DIRECTION: Please copy all of the data below word for word, leaving the pictures out of your answer.

EXERCISE MATERIAL:
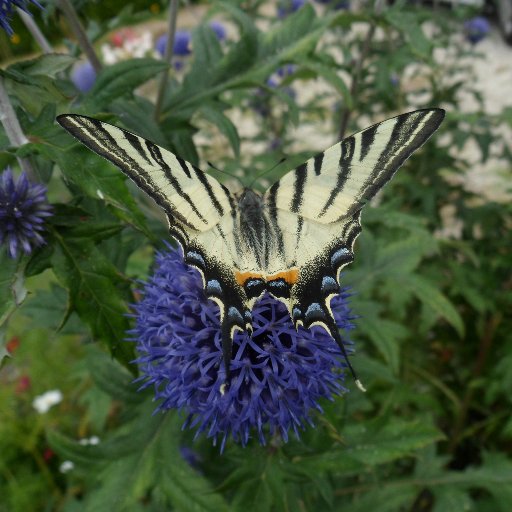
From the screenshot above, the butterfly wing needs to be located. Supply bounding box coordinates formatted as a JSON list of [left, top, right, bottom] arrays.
[[57, 114, 250, 378], [264, 109, 444, 384]]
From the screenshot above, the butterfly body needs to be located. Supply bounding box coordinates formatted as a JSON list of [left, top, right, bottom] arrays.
[[57, 109, 444, 388]]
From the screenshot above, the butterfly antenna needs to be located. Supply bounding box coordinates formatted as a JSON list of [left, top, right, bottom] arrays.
[[248, 157, 286, 188], [332, 329, 366, 393]]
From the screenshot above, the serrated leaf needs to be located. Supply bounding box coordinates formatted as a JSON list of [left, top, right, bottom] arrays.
[[54, 147, 153, 239], [83, 58, 169, 111], [52, 231, 133, 364], [49, 401, 228, 512], [294, 420, 443, 474]]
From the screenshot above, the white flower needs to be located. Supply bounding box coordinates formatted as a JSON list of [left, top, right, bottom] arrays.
[[32, 389, 62, 414], [78, 436, 100, 446], [59, 460, 75, 473]]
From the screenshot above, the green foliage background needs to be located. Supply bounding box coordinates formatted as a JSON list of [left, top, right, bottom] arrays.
[[0, 2, 512, 512]]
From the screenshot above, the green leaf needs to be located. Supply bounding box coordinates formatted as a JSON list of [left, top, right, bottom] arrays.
[[52, 226, 133, 365], [301, 60, 352, 108], [294, 420, 443, 474], [48, 401, 229, 512], [397, 274, 465, 338], [82, 58, 169, 112], [384, 8, 431, 59], [87, 352, 144, 404], [199, 102, 240, 157], [0, 253, 27, 326], [54, 145, 153, 239], [7, 53, 76, 78]]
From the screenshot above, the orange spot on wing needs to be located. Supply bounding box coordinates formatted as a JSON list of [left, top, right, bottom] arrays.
[[235, 270, 264, 286], [267, 268, 299, 286]]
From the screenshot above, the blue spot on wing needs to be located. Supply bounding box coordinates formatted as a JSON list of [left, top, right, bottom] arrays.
[[187, 251, 205, 268], [306, 302, 325, 320], [228, 306, 243, 323], [206, 279, 222, 295], [331, 247, 352, 268], [322, 276, 339, 293]]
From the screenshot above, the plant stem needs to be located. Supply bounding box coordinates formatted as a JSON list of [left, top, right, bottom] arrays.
[[59, 0, 102, 73], [338, 0, 384, 140], [16, 7, 53, 53], [0, 76, 35, 180], [154, 0, 178, 122], [448, 313, 503, 453]]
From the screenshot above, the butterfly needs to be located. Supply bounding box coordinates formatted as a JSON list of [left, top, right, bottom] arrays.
[[57, 109, 445, 390]]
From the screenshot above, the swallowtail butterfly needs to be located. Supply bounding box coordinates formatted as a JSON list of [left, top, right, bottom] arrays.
[[57, 109, 444, 389]]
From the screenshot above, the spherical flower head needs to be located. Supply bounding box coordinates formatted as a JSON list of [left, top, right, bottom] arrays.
[[155, 30, 192, 57], [209, 20, 226, 42], [131, 248, 353, 450], [464, 16, 491, 44], [71, 62, 96, 93], [0, 168, 52, 258], [0, 0, 43, 37], [277, 0, 306, 19]]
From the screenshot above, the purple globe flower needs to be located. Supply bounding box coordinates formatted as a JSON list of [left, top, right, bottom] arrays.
[[71, 62, 96, 93], [131, 247, 353, 450], [277, 64, 297, 78], [0, 0, 43, 36], [464, 16, 491, 44], [209, 20, 226, 42], [277, 0, 306, 19], [155, 30, 192, 57], [0, 168, 52, 258]]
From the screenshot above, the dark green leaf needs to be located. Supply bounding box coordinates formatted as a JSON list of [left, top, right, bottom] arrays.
[[199, 102, 240, 157], [52, 226, 133, 364]]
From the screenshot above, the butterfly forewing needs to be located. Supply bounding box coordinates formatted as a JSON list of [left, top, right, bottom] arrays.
[[265, 109, 444, 224], [57, 114, 235, 231]]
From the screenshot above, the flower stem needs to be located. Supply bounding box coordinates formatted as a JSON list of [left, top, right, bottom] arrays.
[[338, 0, 384, 140], [59, 0, 102, 73], [154, 0, 178, 121], [0, 76, 35, 180], [16, 7, 53, 53], [448, 313, 503, 454]]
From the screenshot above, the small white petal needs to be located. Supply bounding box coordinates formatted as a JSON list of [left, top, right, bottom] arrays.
[[32, 389, 62, 414], [59, 460, 75, 473]]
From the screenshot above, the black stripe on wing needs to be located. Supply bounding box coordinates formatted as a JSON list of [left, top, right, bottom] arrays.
[[57, 114, 234, 231], [319, 137, 355, 217]]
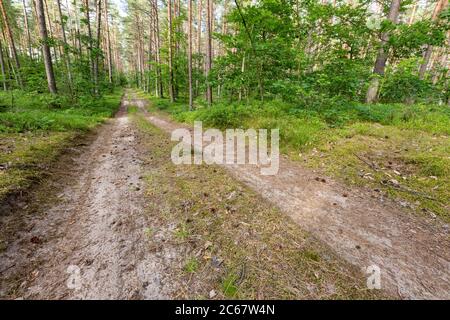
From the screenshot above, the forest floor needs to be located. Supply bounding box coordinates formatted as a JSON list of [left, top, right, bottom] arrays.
[[0, 92, 450, 299], [0, 90, 384, 299], [133, 90, 450, 299]]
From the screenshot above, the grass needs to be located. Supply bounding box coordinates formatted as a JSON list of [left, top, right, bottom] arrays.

SOLUTION TO THIS TASK:
From the screenshot above, the butterfly wing needs to be located. Supply bounding box coordinates formatted as a JSON list of [left, top, right, bottom] arrays.
[[57, 114, 250, 378], [264, 109, 444, 384]]
From the screenshot above, the butterfly body needs to be located. Supply bounding box coordinates formatted as a JSON list of [left, top, right, bottom] arrays.
[[57, 109, 444, 388]]
From the screenshot above, the butterfly antenna needs to be located. Supply bounding box coordinates formatted as a JSON list of [left, top, right, bottom] arrays.
[[248, 157, 286, 188], [332, 329, 366, 393]]
From the screenshot above, the serrated leaf needs to be located. Supply bounding box coordinates formatted as a JSON list of [left, top, right, bottom] arrays.
[[54, 147, 153, 239], [83, 58, 169, 111], [52, 231, 133, 364], [49, 401, 228, 512], [294, 420, 443, 474]]
From the screenshot above, the white flower needs to be located. Supply bounding box coordinates formatted as a JSON list of [left, top, right, bottom] arrays.
[[32, 389, 62, 414], [78, 436, 100, 446], [59, 460, 75, 473]]
From the screenshot above, the green foliage background needs to be located. Supply bounding box coordinates formatted as a JSON list of [left, top, right, bottom] arrays.
[[0, 2, 512, 512]]
From the screenshot above, the green leaf needs to be located. Supply bounding box coordinates formatted as a JSON list of [left, top, right, bottom] arrays.
[[52, 226, 133, 365], [301, 60, 352, 108], [294, 420, 443, 474], [48, 401, 229, 512], [397, 274, 465, 338], [82, 58, 169, 112], [384, 8, 431, 59], [87, 352, 144, 404], [199, 102, 240, 157], [0, 253, 27, 326], [54, 145, 153, 239], [7, 53, 76, 78]]
From the screenshot above, the orange spot on wing needs to be located. Supply bounding box coordinates formatted as a JSON list of [left, top, right, bottom] arrays.
[[235, 270, 264, 286], [267, 268, 299, 286]]
From the screenshot above, the blue spot on wing needs to be located. Supply bounding box coordinates formatted as a JSON list of [left, top, right, bottom] arrays.
[[187, 251, 205, 268], [306, 302, 325, 320], [228, 306, 243, 323], [206, 279, 222, 295], [331, 247, 352, 268], [322, 276, 339, 293]]
From the screenshot above, the plant stem needs to be located. Supply bounding box coordinates formatted as a JSON list of [left, top, right, bottom] arrays.
[[59, 0, 102, 73], [338, 0, 384, 140], [16, 7, 53, 53], [0, 76, 35, 180], [154, 0, 178, 122], [448, 313, 503, 453]]
From the screenshot above, the butterfly needs to be located. Supply bounding box coordinates formatted as a JSON list of [left, top, right, bottom] arrays.
[[57, 109, 445, 390]]
From the screenshot above, the swallowtail butterfly needs to be located. Supply bounding box coordinates formatted as a JSON list of [left, top, right, bottom] arrays.
[[57, 109, 444, 389]]
From the screenshot above, the spherical flower head needs to be located. Supply bounding box coordinates formatted as a JSON list of [left, top, right, bottom] arrays.
[[155, 30, 192, 57], [209, 20, 226, 42], [131, 248, 353, 450], [464, 16, 491, 44], [71, 62, 96, 93], [0, 168, 52, 258], [0, 0, 43, 37], [277, 0, 306, 19]]
From the screenshot above, the purple globe flower needs to be located. Supply bounding box coordinates formatted as a JSON list of [left, top, right, bottom] arrays.
[[71, 62, 96, 93], [131, 247, 353, 450], [277, 64, 297, 78], [0, 0, 43, 36], [464, 16, 491, 44], [209, 20, 226, 42], [277, 0, 306, 19], [155, 30, 192, 57], [0, 168, 52, 258]]
From the screenshot above, the dark green leaf needs to be located. Supply bounding box coordinates formatted as a JSON list of [left, top, right, bottom] arrays.
[[199, 102, 240, 157], [52, 226, 133, 364]]
From the screenshot above, the butterfly forewing needs to be located. Supply bounding box coordinates formatted as a JSON list of [left, top, right, bottom] arrays.
[[265, 109, 444, 224], [57, 114, 235, 231]]
From the screenshot above, the flower stem needs to be located. Supply bounding box coordinates formatted as a JSON list of [left, top, right, bottom] arrays.
[[338, 0, 384, 140], [59, 0, 102, 73], [154, 0, 178, 121], [0, 76, 35, 180], [16, 7, 53, 53], [448, 313, 503, 454]]
From the screenshot above, the small white petal needs to be located. Supply bounding box coordinates formatted as a JSON list of [left, top, right, bottom] arrays.
[[32, 389, 62, 414], [59, 460, 75, 473]]
From the screenshot above, the black stripe on wing needs to be located. Supply bounding box coordinates formatted as a JSON list of [left, top, right, bottom] arrays.
[[57, 114, 234, 231], [319, 137, 355, 217]]
From the screenshot above, the forest floor needs to be located. Supply bounding box coordinates formatted as a JSON list of [left, top, right, bottom] arrays.
[[0, 92, 450, 299], [0, 90, 384, 299], [133, 90, 450, 299]]
From the screenshot above, the grass needs to be located. Supply bounding box coordinates formatted as a JSON list of [left, top, right, bottom] arrays.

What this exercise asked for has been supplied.